**Your goal:** Pull out each line below that contains the string "help", and copy each one in full. Case counts when matching.
:: Given records
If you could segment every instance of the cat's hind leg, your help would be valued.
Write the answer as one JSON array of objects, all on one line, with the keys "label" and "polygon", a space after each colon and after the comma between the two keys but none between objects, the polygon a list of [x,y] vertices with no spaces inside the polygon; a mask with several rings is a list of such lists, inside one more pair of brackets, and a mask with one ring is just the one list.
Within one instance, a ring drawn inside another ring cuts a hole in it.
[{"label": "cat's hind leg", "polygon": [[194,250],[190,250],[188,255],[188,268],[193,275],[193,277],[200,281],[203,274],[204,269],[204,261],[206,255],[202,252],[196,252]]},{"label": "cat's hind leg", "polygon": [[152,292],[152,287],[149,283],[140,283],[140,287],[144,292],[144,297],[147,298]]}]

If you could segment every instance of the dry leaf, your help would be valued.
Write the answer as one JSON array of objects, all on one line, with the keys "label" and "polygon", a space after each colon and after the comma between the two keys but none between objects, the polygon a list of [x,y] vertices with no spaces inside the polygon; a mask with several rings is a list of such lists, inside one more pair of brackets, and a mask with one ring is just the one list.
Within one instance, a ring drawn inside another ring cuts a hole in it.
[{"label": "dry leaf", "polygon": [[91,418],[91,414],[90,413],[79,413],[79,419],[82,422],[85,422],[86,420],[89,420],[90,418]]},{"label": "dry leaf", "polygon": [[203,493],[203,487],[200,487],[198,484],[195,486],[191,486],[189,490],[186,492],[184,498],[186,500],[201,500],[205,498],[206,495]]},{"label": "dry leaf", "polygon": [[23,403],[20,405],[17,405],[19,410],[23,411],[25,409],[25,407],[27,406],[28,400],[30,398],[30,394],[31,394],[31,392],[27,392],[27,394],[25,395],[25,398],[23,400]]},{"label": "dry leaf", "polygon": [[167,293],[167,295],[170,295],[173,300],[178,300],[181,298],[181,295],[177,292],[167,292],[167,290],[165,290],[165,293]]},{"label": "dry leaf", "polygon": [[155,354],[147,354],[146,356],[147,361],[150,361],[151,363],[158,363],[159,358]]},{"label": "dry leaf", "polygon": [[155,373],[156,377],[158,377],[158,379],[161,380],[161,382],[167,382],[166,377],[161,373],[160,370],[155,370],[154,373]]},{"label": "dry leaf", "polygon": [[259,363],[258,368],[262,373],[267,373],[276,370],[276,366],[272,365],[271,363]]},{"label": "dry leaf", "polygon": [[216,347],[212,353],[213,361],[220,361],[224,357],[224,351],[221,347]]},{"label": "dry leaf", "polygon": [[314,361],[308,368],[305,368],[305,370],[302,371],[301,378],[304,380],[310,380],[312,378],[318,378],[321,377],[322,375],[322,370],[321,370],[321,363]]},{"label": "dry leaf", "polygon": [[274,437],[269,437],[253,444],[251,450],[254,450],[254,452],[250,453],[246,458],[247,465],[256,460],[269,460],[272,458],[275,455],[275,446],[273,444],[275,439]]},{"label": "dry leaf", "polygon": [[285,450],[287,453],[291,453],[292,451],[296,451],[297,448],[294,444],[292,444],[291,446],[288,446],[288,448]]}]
::::
**Result of the exercise:**
If you could segment every instance of the cat's hind leg, your help would be valued.
If you could segment every instance of the dry leaf, your help would be valued.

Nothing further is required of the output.